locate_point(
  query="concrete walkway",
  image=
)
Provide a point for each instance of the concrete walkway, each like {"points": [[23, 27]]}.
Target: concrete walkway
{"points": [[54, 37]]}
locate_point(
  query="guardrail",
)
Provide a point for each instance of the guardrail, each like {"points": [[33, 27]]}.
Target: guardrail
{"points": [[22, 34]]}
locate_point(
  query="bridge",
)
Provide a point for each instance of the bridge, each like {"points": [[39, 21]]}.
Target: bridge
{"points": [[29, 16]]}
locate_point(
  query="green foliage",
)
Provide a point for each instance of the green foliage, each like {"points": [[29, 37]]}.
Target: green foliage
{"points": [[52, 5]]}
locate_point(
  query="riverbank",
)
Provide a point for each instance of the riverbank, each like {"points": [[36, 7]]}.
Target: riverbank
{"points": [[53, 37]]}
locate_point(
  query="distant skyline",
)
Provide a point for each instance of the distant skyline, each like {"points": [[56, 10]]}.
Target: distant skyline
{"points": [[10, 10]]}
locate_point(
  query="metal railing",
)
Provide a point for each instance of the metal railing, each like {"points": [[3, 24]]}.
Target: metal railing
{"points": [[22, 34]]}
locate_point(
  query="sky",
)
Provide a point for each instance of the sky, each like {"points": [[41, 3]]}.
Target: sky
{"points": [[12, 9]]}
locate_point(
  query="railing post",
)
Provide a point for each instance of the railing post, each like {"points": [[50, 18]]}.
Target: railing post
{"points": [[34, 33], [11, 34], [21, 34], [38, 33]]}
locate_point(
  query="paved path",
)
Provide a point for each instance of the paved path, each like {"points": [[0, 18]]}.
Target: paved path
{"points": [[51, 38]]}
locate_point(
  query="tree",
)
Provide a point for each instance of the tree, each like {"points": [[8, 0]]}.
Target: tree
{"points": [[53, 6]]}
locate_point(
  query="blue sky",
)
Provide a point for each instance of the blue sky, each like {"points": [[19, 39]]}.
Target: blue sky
+ + + +
__TASK REQUIREMENTS__. Every line above should be retyped exactly as given.

__EXERCISE RESULT__.
locate_point(
  query="concrete walkway",
  image=
)
Provide a point for each instance of the concrete walkway, each like {"points": [[23, 27]]}.
Target: concrete walkway
{"points": [[54, 37]]}
locate_point(
  query="guardrail",
)
Provide a point for each instance of the guardrail, each like {"points": [[33, 27]]}.
Target: guardrail
{"points": [[22, 34]]}
locate_point(
  query="bridge",
)
Provide a point for each instance of the bridge, each like {"points": [[39, 21]]}.
Target: bridge
{"points": [[29, 16]]}
locate_point(
  query="green foliage",
)
Provide a point for each instance of the green foliage, each like {"points": [[29, 37]]}.
Target: green foliage
{"points": [[52, 5]]}
locate_point(
  query="riverbank",
)
Provide a point for each instance of the riverbank, each like {"points": [[36, 7]]}.
Target: riverbank
{"points": [[53, 37]]}
locate_point(
  query="distant skyline",
)
Provide a point for each instance of the distant skyline, each like {"points": [[56, 10]]}.
Target: distant skyline
{"points": [[10, 10]]}
locate_point(
  query="metal railing",
)
Provide a point for each instance of the metal railing, each like {"points": [[3, 24]]}.
Target: metal railing
{"points": [[22, 34]]}
locate_point(
  query="sky",
)
Provide a point for each instance of the sky, each like {"points": [[41, 3]]}.
Target: sky
{"points": [[12, 9]]}
locate_point(
  query="railing post",
)
Provide a point for each instance of the railing post, each like {"points": [[50, 18]]}.
Target: railing post
{"points": [[34, 33], [11, 34], [21, 34], [38, 33]]}
locate_point(
  query="paved path",
)
Provide a point for each instance of the paved path, each like {"points": [[0, 18]]}.
Target: paved path
{"points": [[51, 38]]}
locate_point(
  query="tree",
)
Provide a point for each instance of the tree, each like {"points": [[8, 0]]}.
Target: tree
{"points": [[53, 6]]}
locate_point(
  query="blue sky",
)
Provide a point for each instance of the blue sky, each like {"points": [[19, 39]]}.
Target: blue sky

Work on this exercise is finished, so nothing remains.